====== 제시된 기록 ======
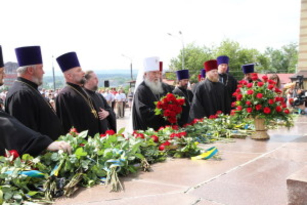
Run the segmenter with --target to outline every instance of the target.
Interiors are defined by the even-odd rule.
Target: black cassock
[[[52,143],[49,137],[26,127],[16,118],[0,110],[0,155],[16,150],[21,156],[39,154]]]
[[[6,96],[5,111],[34,131],[56,140],[63,134],[55,111],[37,90],[37,85],[18,77]]]
[[[98,114],[92,101],[82,88],[67,83],[56,99],[56,114],[61,120],[64,131],[68,132],[73,126],[78,132],[88,130],[94,136],[100,133]]]
[[[232,93],[235,92],[238,85],[238,81],[232,75],[229,73],[219,74],[220,81],[226,87],[227,92],[231,99],[231,102],[234,102],[236,100],[232,96]]]
[[[163,93],[155,95],[144,81],[138,86],[134,94],[132,109],[134,129],[145,130],[151,128],[157,130],[161,126],[169,124],[161,116],[155,114],[154,102],[172,91],[171,88],[167,84],[163,84],[162,87]]]
[[[206,78],[200,83],[196,89],[190,111],[189,121],[215,115],[218,110],[229,114],[230,101],[223,84],[212,82]]]
[[[173,93],[174,94],[181,97],[184,97],[185,100],[185,105],[182,106],[182,112],[181,113],[180,118],[178,120],[178,124],[182,126],[185,124],[188,123],[188,120],[189,115],[191,104],[193,100],[193,94],[191,90],[182,88],[177,87],[173,90]]]
[[[84,90],[91,98],[97,113],[98,112],[100,111],[100,108],[109,112],[109,116],[106,118],[102,120],[99,120],[100,133],[104,133],[106,131],[109,129],[113,130],[116,132],[116,117],[115,113],[113,109],[108,104],[104,97],[96,92],[89,90],[85,88],[84,88]]]

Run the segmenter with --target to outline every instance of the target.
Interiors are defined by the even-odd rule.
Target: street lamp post
[[[54,75],[54,66],[53,65],[53,56],[52,56],[52,73],[53,78],[53,89],[56,91],[56,77]]]
[[[133,80],[133,77],[132,76],[132,59],[130,57],[128,57],[123,54],[122,54],[122,56],[123,57],[125,57],[126,58],[128,58],[130,60],[130,73],[131,74],[131,80]]]
[[[178,33],[181,36],[181,38],[179,37],[178,36],[173,35],[170,33],[167,33],[167,34],[169,36],[171,36],[178,38],[180,40],[180,41],[181,41],[181,43],[182,44],[182,55],[181,56],[182,59],[181,61],[182,61],[182,69],[183,70],[185,69],[185,43],[183,42],[183,37],[182,35],[182,32],[181,32],[181,31],[179,31]]]

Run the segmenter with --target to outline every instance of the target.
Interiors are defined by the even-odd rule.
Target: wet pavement
[[[129,119],[118,125],[125,125]],[[288,130],[268,132],[271,139],[249,138],[216,146],[221,160],[168,159],[121,180],[125,190],[96,186],[81,188],[56,204],[286,204],[286,179],[307,164],[307,116]]]

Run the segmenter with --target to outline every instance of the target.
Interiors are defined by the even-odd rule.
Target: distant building
[[[18,64],[17,63],[9,62],[4,64],[6,76],[4,79],[5,86],[9,87],[13,84],[14,81],[17,77],[17,73],[16,70],[18,67]]]

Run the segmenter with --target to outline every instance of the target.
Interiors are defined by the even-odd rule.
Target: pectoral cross
[[[91,112],[93,113],[93,114],[94,115],[94,116],[95,116],[95,118],[98,118],[98,116],[97,115],[97,112],[96,112],[95,110],[93,109],[92,109]]]

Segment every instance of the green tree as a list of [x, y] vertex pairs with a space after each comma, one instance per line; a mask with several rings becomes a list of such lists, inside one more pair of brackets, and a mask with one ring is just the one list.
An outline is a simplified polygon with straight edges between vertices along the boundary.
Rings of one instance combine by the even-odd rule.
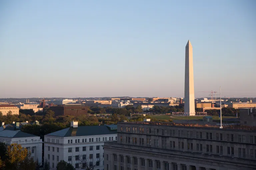
[[74, 167], [70, 163], [63, 160], [61, 160], [57, 164], [57, 170], [75, 170]]
[[54, 117], [55, 113], [51, 110], [48, 110], [46, 112], [45, 117], [47, 118], [53, 118]]

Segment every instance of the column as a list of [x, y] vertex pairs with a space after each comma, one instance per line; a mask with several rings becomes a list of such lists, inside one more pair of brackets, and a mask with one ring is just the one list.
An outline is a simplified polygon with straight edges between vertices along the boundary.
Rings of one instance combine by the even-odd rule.
[[148, 169], [148, 159], [145, 159], [145, 168], [144, 169], [146, 170]]
[[141, 159], [140, 158], [137, 158], [137, 162], [138, 165], [137, 166], [137, 169], [140, 169], [141, 167]]
[[127, 169], [127, 157], [124, 156], [124, 169], [126, 170]]
[[164, 162], [160, 162], [160, 169], [161, 170], [164, 170]]
[[152, 166], [153, 167], [153, 169], [156, 169], [156, 161], [155, 160], [152, 160]]

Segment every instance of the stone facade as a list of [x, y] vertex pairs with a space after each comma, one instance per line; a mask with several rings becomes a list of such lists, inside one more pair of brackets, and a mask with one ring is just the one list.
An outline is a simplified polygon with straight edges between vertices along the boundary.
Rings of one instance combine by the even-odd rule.
[[161, 124], [118, 123], [104, 169], [256, 169], [256, 131]]

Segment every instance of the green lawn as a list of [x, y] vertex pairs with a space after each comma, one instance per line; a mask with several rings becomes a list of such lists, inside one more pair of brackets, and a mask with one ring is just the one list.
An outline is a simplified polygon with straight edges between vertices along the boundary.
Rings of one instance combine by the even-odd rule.
[[[161, 120], [176, 120], [178, 119], [191, 120], [191, 119], [202, 119], [203, 116], [173, 116], [173, 118], [171, 118], [171, 115], [152, 115], [151, 116], [152, 118], [156, 118], [157, 119]], [[219, 116], [211, 116], [214, 120], [218, 120]], [[223, 116], [222, 118], [234, 118], [234, 117], [230, 117], [228, 116]]]

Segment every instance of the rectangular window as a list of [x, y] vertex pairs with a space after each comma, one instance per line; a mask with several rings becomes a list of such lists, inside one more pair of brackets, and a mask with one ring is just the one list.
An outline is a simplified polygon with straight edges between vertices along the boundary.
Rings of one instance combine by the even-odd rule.
[[245, 148], [243, 148], [243, 157], [245, 157]]
[[242, 138], [240, 134], [238, 135], [238, 142], [242, 142]]
[[242, 148], [238, 148], [238, 156], [242, 156]]
[[222, 140], [222, 133], [220, 133], [220, 140]]

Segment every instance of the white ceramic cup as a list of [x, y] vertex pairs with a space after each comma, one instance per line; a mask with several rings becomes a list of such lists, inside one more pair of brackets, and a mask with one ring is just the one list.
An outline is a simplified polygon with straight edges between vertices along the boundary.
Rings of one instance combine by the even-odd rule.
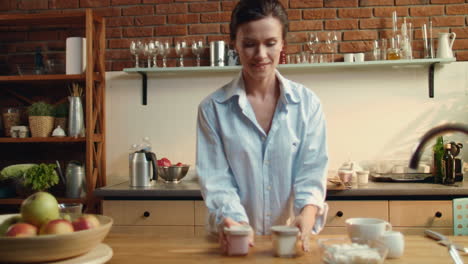
[[397, 231], [384, 232], [377, 243], [388, 249], [387, 258], [399, 258], [405, 251], [405, 238], [402, 233]]
[[354, 62], [354, 54], [353, 53], [346, 53], [344, 55], [344, 62]]
[[364, 53], [356, 53], [354, 54], [354, 61], [355, 62], [364, 62]]
[[353, 243], [369, 244], [377, 240], [385, 231], [391, 231], [392, 225], [377, 218], [348, 218], [346, 229]]

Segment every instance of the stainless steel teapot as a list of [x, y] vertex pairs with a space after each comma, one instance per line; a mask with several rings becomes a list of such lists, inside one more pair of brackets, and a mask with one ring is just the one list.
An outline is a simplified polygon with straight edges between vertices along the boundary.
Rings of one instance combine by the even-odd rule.
[[[158, 179], [156, 154], [145, 149], [129, 154], [129, 171], [131, 187], [151, 186], [151, 181]], [[153, 173], [151, 173], [151, 170]]]

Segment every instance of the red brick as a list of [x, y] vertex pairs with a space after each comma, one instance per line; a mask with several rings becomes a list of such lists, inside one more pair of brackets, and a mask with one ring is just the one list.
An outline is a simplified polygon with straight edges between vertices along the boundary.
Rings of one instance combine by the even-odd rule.
[[144, 16], [153, 15], [154, 7], [147, 5], [131, 6], [122, 8], [122, 15], [124, 16]]
[[340, 52], [367, 52], [372, 50], [372, 41], [353, 41], [342, 42], [340, 44]]
[[372, 16], [372, 8], [344, 8], [338, 9], [340, 18], [369, 18]]
[[111, 0], [111, 5], [137, 5], [141, 0]]
[[232, 11], [236, 6], [238, 1], [223, 1], [221, 2], [221, 10], [223, 11]]
[[428, 0], [395, 0], [396, 5], [424, 5]]
[[357, 19], [325, 21], [325, 29], [357, 29], [357, 28], [358, 28]]
[[289, 8], [323, 7], [323, 0], [290, 0]]
[[123, 31], [124, 37], [151, 37], [153, 36], [153, 28], [152, 27], [131, 27], [131, 28], [124, 28]]
[[345, 31], [343, 40], [374, 40], [378, 39], [378, 32], [372, 30]]
[[304, 19], [332, 19], [336, 18], [336, 9], [334, 8], [320, 8], [310, 9], [303, 11]]
[[467, 15], [468, 4], [447, 6], [447, 15]]
[[300, 20], [301, 19], [301, 10], [298, 9], [288, 9], [286, 10], [288, 13], [289, 20]]
[[457, 61], [468, 61], [468, 51], [456, 51]]
[[325, 0], [325, 7], [358, 7], [358, 0]]
[[109, 17], [106, 18], [108, 27], [133, 26], [133, 17]]
[[135, 17], [135, 25], [149, 26], [149, 25], [164, 25], [166, 23], [166, 16], [137, 16]]
[[208, 34], [208, 33], [220, 33], [219, 24], [197, 24], [189, 25], [190, 34]]
[[444, 6], [415, 6], [410, 8], [410, 15], [413, 17], [417, 16], [440, 16], [444, 15]]
[[432, 25], [434, 27], [464, 26], [465, 18], [462, 16], [433, 17]]
[[216, 12], [219, 11], [219, 3], [196, 3], [189, 5], [189, 11], [194, 13]]
[[156, 6], [156, 14], [185, 14], [187, 13], [187, 4], [162, 4]]
[[383, 6], [383, 5], [393, 5], [394, 0], [361, 0], [359, 3], [360, 6]]
[[105, 7], [110, 6], [110, 0], [80, 0], [80, 7]]
[[106, 28], [106, 39], [122, 38], [122, 28]]
[[323, 29], [322, 21], [302, 20], [302, 21], [291, 21], [289, 23], [290, 31], [321, 30], [321, 29]]
[[168, 24], [193, 24], [200, 22], [199, 14], [180, 14], [167, 16]]
[[374, 8], [374, 16], [376, 17], [392, 17], [392, 13], [396, 11], [398, 17], [409, 15], [408, 7], [376, 7]]
[[50, 0], [49, 8], [51, 9], [64, 9], [64, 8], [78, 8], [80, 6], [79, 0]]
[[154, 33], [156, 36], [187, 35], [187, 27], [185, 25], [157, 26]]
[[201, 23], [219, 23], [219, 22], [229, 22], [231, 21], [231, 13], [207, 13], [201, 14], [200, 17]]
[[48, 9], [48, 0], [20, 0], [18, 9], [21, 10], [34, 10], [34, 9]]
[[452, 32], [457, 34], [457, 38], [468, 38], [468, 27], [452, 28]]

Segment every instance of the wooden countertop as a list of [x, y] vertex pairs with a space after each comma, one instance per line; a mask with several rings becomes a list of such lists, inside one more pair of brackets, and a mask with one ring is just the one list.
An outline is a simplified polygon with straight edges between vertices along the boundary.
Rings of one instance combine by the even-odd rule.
[[[228, 257], [220, 254], [218, 243], [213, 238], [157, 238], [127, 234], [109, 234], [104, 243], [112, 247], [114, 256], [108, 264], [215, 264], [215, 263], [323, 263], [316, 243], [317, 238], [344, 237], [320, 235], [312, 238], [311, 251], [296, 258], [276, 258], [273, 256], [272, 242], [269, 236], [258, 236], [255, 247], [244, 257]], [[468, 236], [450, 237], [452, 241], [468, 246]], [[468, 263], [468, 255], [462, 256]], [[405, 253], [399, 259], [387, 259], [391, 264], [442, 264], [453, 263], [446, 247], [423, 236], [405, 236]]]

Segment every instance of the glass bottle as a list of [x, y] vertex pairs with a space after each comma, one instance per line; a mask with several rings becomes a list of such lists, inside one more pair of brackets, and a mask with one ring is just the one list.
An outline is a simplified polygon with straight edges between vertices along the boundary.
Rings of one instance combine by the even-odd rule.
[[437, 137], [436, 144], [432, 147], [434, 152], [433, 170], [434, 183], [442, 183], [442, 156], [444, 155], [444, 139], [442, 136]]
[[444, 184], [455, 183], [455, 159], [452, 155], [452, 144], [445, 144], [444, 156], [442, 157], [442, 175]]

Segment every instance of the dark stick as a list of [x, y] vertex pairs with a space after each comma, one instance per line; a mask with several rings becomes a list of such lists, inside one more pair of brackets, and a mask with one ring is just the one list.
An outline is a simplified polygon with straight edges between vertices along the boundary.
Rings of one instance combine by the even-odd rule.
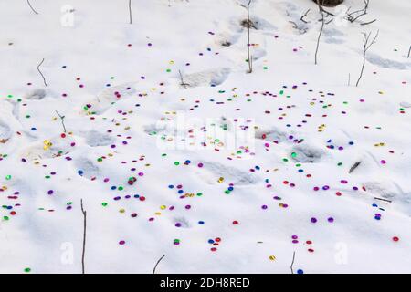
[[46, 85], [46, 87], [48, 87], [48, 85], [47, 85], [47, 82], [46, 82], [46, 78], [44, 78], [43, 73], [41, 73], [41, 71], [40, 71], [40, 66], [41, 66], [41, 64], [43, 64], [43, 62], [44, 62], [44, 58], [41, 60], [40, 64], [38, 64], [38, 66], [37, 66], [37, 71], [38, 71], [38, 73], [40, 73], [41, 77], [43, 78], [44, 85]]
[[33, 8], [33, 6], [31, 5], [29, 0], [27, 0], [27, 4], [28, 4], [28, 5], [30, 6], [31, 10], [33, 10], [33, 12], [34, 12], [35, 14], [38, 15], [38, 12], [37, 12], [37, 11]]
[[83, 224], [83, 253], [81, 255], [81, 270], [84, 273], [84, 255], [86, 252], [86, 228], [87, 228], [87, 212], [83, 209], [83, 199], [80, 201], [81, 212], [83, 213], [84, 224]]
[[291, 269], [291, 274], [294, 274], [294, 269], [292, 268], [292, 266], [294, 266], [294, 259], [295, 259], [295, 251], [292, 254], [292, 262], [291, 262], [291, 266], [290, 266], [290, 268]]
[[66, 118], [66, 116], [62, 116], [58, 113], [58, 111], [56, 110], [56, 113], [58, 114], [58, 116], [61, 119], [61, 124], [63, 125], [63, 130], [64, 132], [66, 132], [66, 126], [64, 125], [64, 118]]
[[[364, 7], [363, 9], [352, 12], [352, 13], [348, 13], [348, 11], [350, 10], [350, 8], [347, 10], [346, 12], [346, 19], [352, 23], [355, 22], [357, 19], [359, 19], [360, 17], [365, 16], [367, 14], [367, 10], [368, 10], [368, 5], [370, 5], [370, 0], [364, 0]], [[359, 14], [356, 16], [353, 16], [355, 14]]]
[[132, 23], [132, 0], [129, 0], [129, 15], [130, 15], [130, 24]]
[[378, 37], [378, 34], [379, 34], [379, 31], [377, 31], [377, 33], [375, 34], [375, 36], [370, 43], [369, 41], [370, 41], [371, 32], [368, 35], [365, 33], [363, 33], [363, 66], [361, 67], [360, 77], [358, 78], [357, 83], [355, 84], [356, 87], [358, 87], [358, 84], [360, 84], [360, 80], [363, 78], [364, 68], [365, 67], [365, 54], [366, 54], [367, 50], [371, 47], [371, 46], [375, 44], [375, 40]]
[[305, 21], [305, 20], [304, 20], [304, 17], [307, 16], [307, 15], [309, 14], [310, 10], [311, 10], [311, 9], [307, 10], [307, 11], [304, 13], [304, 15], [301, 16], [301, 18], [300, 18], [303, 23], [308, 24], [308, 21]]
[[158, 264], [160, 264], [160, 262], [162, 261], [162, 259], [163, 259], [165, 256], [165, 255], [163, 255], [162, 257], [160, 257], [160, 259], [157, 261], [157, 264], [155, 264], [154, 266], [154, 269], [153, 270], [153, 274], [155, 274], [155, 269], [157, 268]]
[[247, 22], [248, 25], [248, 40], [247, 40], [247, 58], [248, 59], [248, 73], [253, 72], [253, 60], [252, 60], [253, 57], [250, 56], [249, 54], [249, 47], [251, 46], [249, 43], [249, 30], [251, 28], [251, 22], [249, 20], [249, 5], [251, 5], [251, 1], [252, 0], [248, 0], [247, 2]]

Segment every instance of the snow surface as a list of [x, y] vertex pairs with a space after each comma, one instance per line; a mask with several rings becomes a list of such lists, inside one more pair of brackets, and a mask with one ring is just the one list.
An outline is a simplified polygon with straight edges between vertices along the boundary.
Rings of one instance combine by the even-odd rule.
[[251, 74], [245, 1], [30, 2], [0, 1], [0, 272], [80, 273], [80, 199], [87, 273], [411, 272], [410, 1], [315, 66], [315, 3], [255, 0]]

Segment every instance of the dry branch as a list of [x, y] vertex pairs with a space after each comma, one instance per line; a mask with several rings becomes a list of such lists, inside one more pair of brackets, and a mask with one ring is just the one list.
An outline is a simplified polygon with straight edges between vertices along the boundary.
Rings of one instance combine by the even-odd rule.
[[162, 257], [160, 257], [160, 259], [157, 261], [157, 263], [154, 266], [154, 268], [153, 269], [153, 274], [155, 274], [155, 269], [157, 268], [158, 264], [160, 264], [160, 262], [164, 258], [165, 255], [163, 255]]
[[63, 125], [64, 132], [66, 132], [66, 131], [67, 131], [67, 130], [66, 130], [66, 126], [64, 125], [64, 118], [66, 118], [66, 116], [60, 115], [60, 114], [58, 113], [58, 111], [57, 111], [57, 110], [56, 110], [56, 113], [58, 114], [58, 118], [60, 118], [60, 120], [61, 120], [61, 124]]
[[87, 230], [87, 212], [83, 208], [83, 199], [80, 200], [81, 212], [83, 214], [83, 252], [81, 254], [81, 271], [85, 274], [84, 256], [86, 253], [86, 230]]
[[291, 265], [290, 266], [290, 268], [291, 269], [291, 274], [294, 274], [294, 269], [292, 268], [292, 266], [294, 266], [294, 260], [295, 260], [295, 251], [292, 254], [292, 261], [291, 261]]
[[38, 12], [37, 12], [37, 11], [33, 8], [33, 6], [31, 5], [29, 0], [27, 0], [27, 4], [28, 4], [28, 5], [30, 6], [31, 10], [32, 10], [35, 14], [38, 15]]
[[355, 84], [356, 87], [358, 87], [358, 84], [360, 83], [360, 80], [363, 78], [364, 68], [365, 67], [366, 52], [371, 47], [371, 46], [375, 44], [376, 39], [378, 37], [378, 34], [379, 34], [379, 30], [376, 32], [375, 36], [373, 38], [373, 40], [370, 41], [371, 32], [368, 34], [363, 33], [363, 66], [361, 67], [360, 77], [358, 78], [357, 83]]

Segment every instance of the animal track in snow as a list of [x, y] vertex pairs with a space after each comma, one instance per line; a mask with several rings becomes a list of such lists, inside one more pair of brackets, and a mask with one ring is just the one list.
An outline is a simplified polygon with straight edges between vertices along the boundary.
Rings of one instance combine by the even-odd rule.
[[[227, 68], [221, 68], [212, 70], [201, 71], [184, 75], [184, 83], [188, 84], [190, 88], [200, 86], [218, 86], [227, 78], [230, 69]], [[183, 85], [181, 85], [183, 87]]]

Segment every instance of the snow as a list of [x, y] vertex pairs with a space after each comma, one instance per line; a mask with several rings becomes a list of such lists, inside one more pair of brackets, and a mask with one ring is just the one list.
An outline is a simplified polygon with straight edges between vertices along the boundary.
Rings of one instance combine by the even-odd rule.
[[327, 8], [316, 66], [316, 4], [254, 0], [250, 74], [245, 1], [30, 3], [0, 1], [1, 273], [80, 273], [81, 199], [87, 273], [411, 272], [409, 1]]

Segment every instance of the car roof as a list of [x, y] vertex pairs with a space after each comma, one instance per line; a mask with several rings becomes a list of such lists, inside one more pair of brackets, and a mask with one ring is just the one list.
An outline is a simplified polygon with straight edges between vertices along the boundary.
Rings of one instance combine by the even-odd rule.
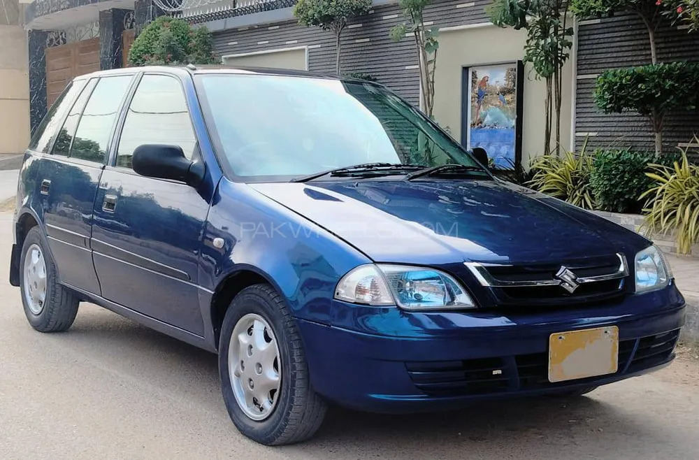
======
연습 문제: "Segment every instance of the dry" 문구가 들어 있는 줄부터 "255], [163, 255]]" 문구가 들어 있는 줄까지를 JSON 문자열 목록으로 옮겨 적으세요. 한 줄마다 문자열 하나로 하고 빈 줄은 넣지 마세요.

문제 정답:
[
  "Segment every instance of the dry branch as a list of [x, y] vertex pairs with a space after each comma, one instance per line; a mask with several rings becomes a list of such lists, inside one more pair of brackets, and a mask with one ring is just the one list.",
  "An outline is a simplified polygon with straight edges between vertices along the boundary.",
  "Rings of one instance combine by the even-odd rule.",
  "[[162, 257], [160, 257], [160, 259], [157, 261], [157, 263], [154, 266], [154, 268], [153, 269], [153, 274], [155, 274], [155, 269], [157, 268], [158, 264], [160, 264], [160, 262], [164, 258], [165, 255], [163, 255]]"
]